* Actions to take *
A) In the text about Darth Vader #2, reproduce the passage from "No matter —" up to and including "making it bleed.", swapping "Sheev" for "Palpatine".
B) Condense the paragraph of the text about Darth Vader #2 that begins "Of course, what good is a Murderous RoboSith" into one or two short sentences that keep its main facts.
C) According to the text about Darth Vader #2, what time period is this run of Vader comics set in?

* Source document *
Darth Vader #2 (Marvel, 2017)
Greetings, readers! We’re once again off to spend some time with everyone’s favorite bad-decision-maker, Anakin Skywalker. This run of Vader comics, as you may recall, is set in the time period immediately after Revenge of the Sith — so here we get a Vader that’s only just begun his evil career (but what a first week on the job it’s been!)
Of course, what good is a Murderous RoboSith without a weapon to do some slashin’ with? As we all know, Anakin’s last weapon — that one that was his life — walked off of Mustafar with somebody else. (I’m not crying, and neither is Obi-Wan, except for multiple times a day and every night in his sleep.) (Sorry.)
No matter — Sheev didn’t like the aesthetics of Anakin’s last weapon, anyways. He’d told Vader to stop focusing on getting Kenobi Vengeance and go off, find a Jedi, kill them, take their lightsaber, and then turn its crystal red by making it bleed.

* Image region labeling entries *
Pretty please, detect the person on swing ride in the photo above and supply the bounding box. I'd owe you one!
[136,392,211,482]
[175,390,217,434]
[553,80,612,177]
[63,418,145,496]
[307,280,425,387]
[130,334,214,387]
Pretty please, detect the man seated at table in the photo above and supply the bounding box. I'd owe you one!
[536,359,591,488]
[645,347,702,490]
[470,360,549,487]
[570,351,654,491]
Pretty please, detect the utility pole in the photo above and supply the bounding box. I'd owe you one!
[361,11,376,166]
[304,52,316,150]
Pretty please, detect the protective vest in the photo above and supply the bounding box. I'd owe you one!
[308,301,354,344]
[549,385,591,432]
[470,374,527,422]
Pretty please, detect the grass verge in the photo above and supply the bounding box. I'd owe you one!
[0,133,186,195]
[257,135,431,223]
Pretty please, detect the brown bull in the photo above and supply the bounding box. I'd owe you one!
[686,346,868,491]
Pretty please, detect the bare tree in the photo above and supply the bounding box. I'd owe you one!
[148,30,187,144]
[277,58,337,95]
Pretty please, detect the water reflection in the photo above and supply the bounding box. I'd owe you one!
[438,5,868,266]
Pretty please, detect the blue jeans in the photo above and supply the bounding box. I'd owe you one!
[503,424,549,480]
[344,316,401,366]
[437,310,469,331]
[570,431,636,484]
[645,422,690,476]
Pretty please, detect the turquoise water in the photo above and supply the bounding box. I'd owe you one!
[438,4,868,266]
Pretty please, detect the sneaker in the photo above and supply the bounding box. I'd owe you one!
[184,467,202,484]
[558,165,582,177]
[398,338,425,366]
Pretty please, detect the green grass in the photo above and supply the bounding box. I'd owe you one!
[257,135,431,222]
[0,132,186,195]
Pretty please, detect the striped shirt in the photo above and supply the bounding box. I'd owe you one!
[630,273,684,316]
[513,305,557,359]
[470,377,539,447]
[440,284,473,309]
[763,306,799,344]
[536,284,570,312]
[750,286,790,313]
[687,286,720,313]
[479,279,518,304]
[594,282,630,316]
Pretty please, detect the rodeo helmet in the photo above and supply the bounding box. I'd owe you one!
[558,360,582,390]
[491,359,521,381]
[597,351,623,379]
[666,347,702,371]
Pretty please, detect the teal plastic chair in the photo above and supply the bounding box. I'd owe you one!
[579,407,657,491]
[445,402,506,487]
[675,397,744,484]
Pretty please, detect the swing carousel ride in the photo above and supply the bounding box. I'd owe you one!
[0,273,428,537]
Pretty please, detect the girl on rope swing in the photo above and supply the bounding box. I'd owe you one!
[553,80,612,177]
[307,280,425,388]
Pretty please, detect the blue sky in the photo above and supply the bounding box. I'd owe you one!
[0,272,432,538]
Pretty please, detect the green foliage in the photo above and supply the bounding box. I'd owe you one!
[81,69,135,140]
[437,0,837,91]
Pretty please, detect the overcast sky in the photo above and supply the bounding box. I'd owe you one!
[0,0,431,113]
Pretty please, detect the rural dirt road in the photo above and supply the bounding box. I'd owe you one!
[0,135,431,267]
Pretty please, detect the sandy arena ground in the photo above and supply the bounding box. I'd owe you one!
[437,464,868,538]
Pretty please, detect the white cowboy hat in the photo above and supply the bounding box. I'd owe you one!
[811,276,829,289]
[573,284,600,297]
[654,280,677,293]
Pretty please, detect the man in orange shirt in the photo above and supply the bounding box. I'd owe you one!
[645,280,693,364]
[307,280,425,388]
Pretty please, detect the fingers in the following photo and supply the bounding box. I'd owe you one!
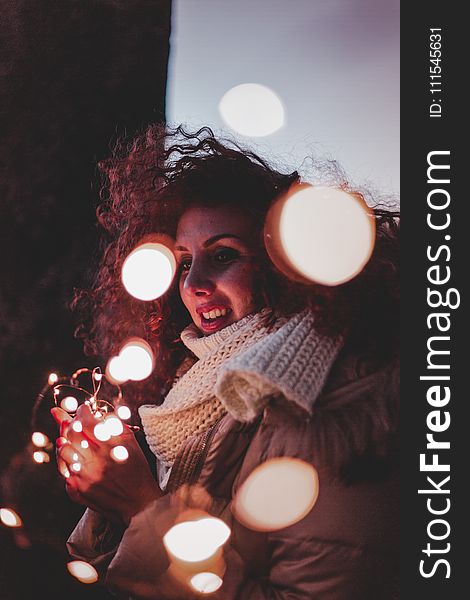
[51,406,72,436]
[58,443,86,475]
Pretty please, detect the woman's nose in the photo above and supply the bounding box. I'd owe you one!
[183,262,215,296]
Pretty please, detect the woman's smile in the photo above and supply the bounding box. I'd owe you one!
[175,206,260,335]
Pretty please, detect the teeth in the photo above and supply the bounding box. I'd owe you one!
[202,308,228,319]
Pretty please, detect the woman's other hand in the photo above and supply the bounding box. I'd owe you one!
[51,404,162,525]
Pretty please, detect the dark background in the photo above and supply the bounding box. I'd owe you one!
[0,0,171,600]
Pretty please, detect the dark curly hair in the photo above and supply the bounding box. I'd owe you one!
[72,125,399,405]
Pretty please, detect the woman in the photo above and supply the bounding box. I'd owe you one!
[54,127,398,600]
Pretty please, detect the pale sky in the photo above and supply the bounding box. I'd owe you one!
[167,0,400,193]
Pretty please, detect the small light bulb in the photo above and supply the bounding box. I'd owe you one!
[110,446,129,462]
[31,431,49,448]
[117,405,131,421]
[104,417,124,436]
[0,508,23,527]
[60,396,78,412]
[93,422,111,442]
[67,560,98,583]
[33,450,50,464]
[47,373,59,385]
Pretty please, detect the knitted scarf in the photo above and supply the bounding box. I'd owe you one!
[139,309,342,467]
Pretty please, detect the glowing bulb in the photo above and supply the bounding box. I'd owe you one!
[163,517,230,562]
[93,422,111,442]
[233,458,319,531]
[60,396,78,412]
[219,83,285,137]
[265,184,375,286]
[121,243,176,300]
[72,421,83,433]
[119,339,154,381]
[190,572,223,594]
[117,406,131,421]
[0,508,23,527]
[33,450,51,464]
[67,560,98,583]
[31,431,49,448]
[106,356,128,383]
[47,373,59,385]
[110,446,129,462]
[104,417,124,436]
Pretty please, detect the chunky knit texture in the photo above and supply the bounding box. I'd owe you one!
[139,309,342,467]
[139,309,276,467]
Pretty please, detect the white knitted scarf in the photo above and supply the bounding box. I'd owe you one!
[139,309,342,467]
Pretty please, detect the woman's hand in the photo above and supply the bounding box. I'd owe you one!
[51,404,162,525]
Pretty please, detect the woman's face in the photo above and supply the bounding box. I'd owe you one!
[175,206,260,335]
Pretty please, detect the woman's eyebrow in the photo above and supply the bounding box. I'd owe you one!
[174,233,245,251]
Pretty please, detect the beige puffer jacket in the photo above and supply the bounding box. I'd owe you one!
[68,351,399,600]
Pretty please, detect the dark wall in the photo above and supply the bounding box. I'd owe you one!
[0,0,171,600]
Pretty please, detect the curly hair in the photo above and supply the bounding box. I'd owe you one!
[72,125,399,404]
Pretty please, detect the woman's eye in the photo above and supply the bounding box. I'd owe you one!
[179,258,191,273]
[214,248,240,265]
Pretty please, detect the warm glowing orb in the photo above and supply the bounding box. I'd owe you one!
[72,421,83,433]
[219,83,285,137]
[33,450,51,464]
[93,421,111,442]
[117,405,131,421]
[265,184,375,286]
[104,416,124,436]
[190,572,223,594]
[106,356,127,383]
[31,431,49,448]
[121,242,176,300]
[106,338,155,383]
[163,517,230,562]
[233,458,318,531]
[0,508,23,527]
[47,373,59,385]
[67,560,98,583]
[119,340,154,381]
[60,396,78,412]
[110,446,129,462]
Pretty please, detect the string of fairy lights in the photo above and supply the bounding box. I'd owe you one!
[0,183,375,594]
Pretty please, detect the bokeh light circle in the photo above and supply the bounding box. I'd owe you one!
[110,446,129,462]
[119,339,154,381]
[60,396,78,413]
[264,184,375,286]
[163,517,230,562]
[190,572,223,594]
[121,242,176,301]
[116,404,131,421]
[233,457,319,531]
[0,508,23,527]
[31,431,49,448]
[219,83,285,137]
[67,560,98,583]
[106,338,155,384]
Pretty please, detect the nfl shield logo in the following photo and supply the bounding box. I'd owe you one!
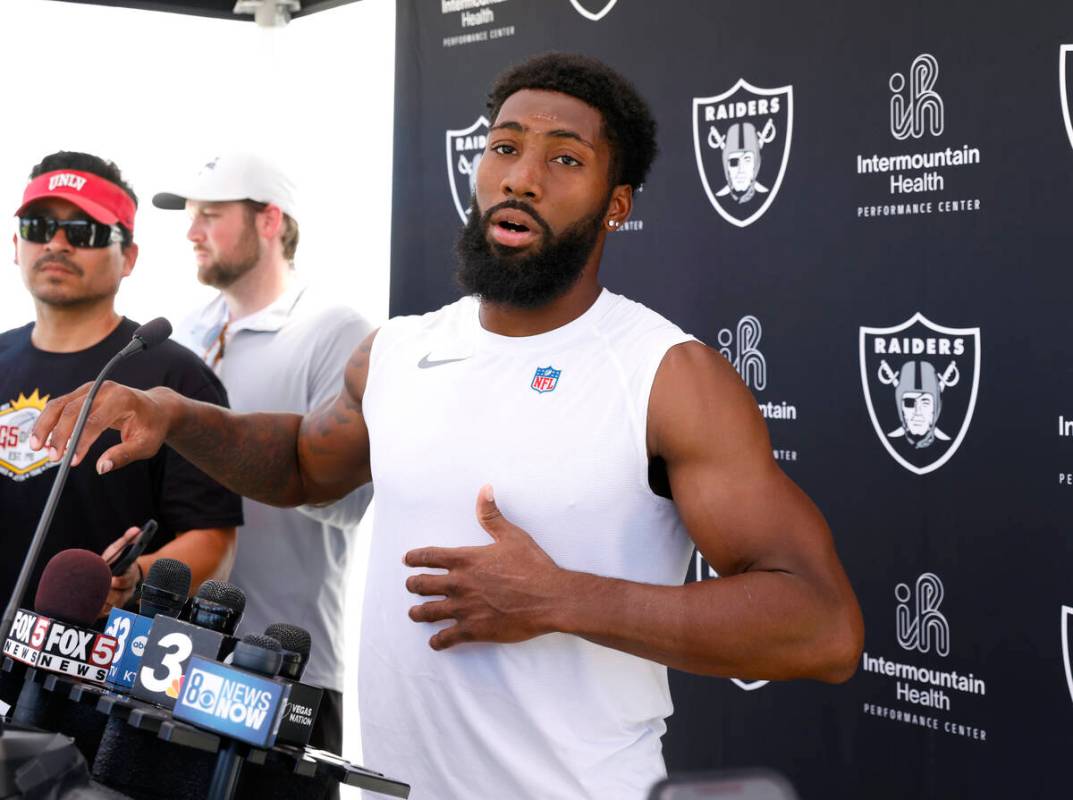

* Solutions per task *
A)
No matter — Palpatine didn’t like the aesthetics of Anakin’s last weapon, anyways. He’d told Vader to stop focusing on getting Kenobi Vengeance and go off, find a Jedi, kill them, take their lightsaber, and then turn its crystal red by making it bleed.

B) Vader needs a weapon, but Anakin's last lightsaber left Mustafar with someone else.

C) It is set immediately after Revenge of the Sith.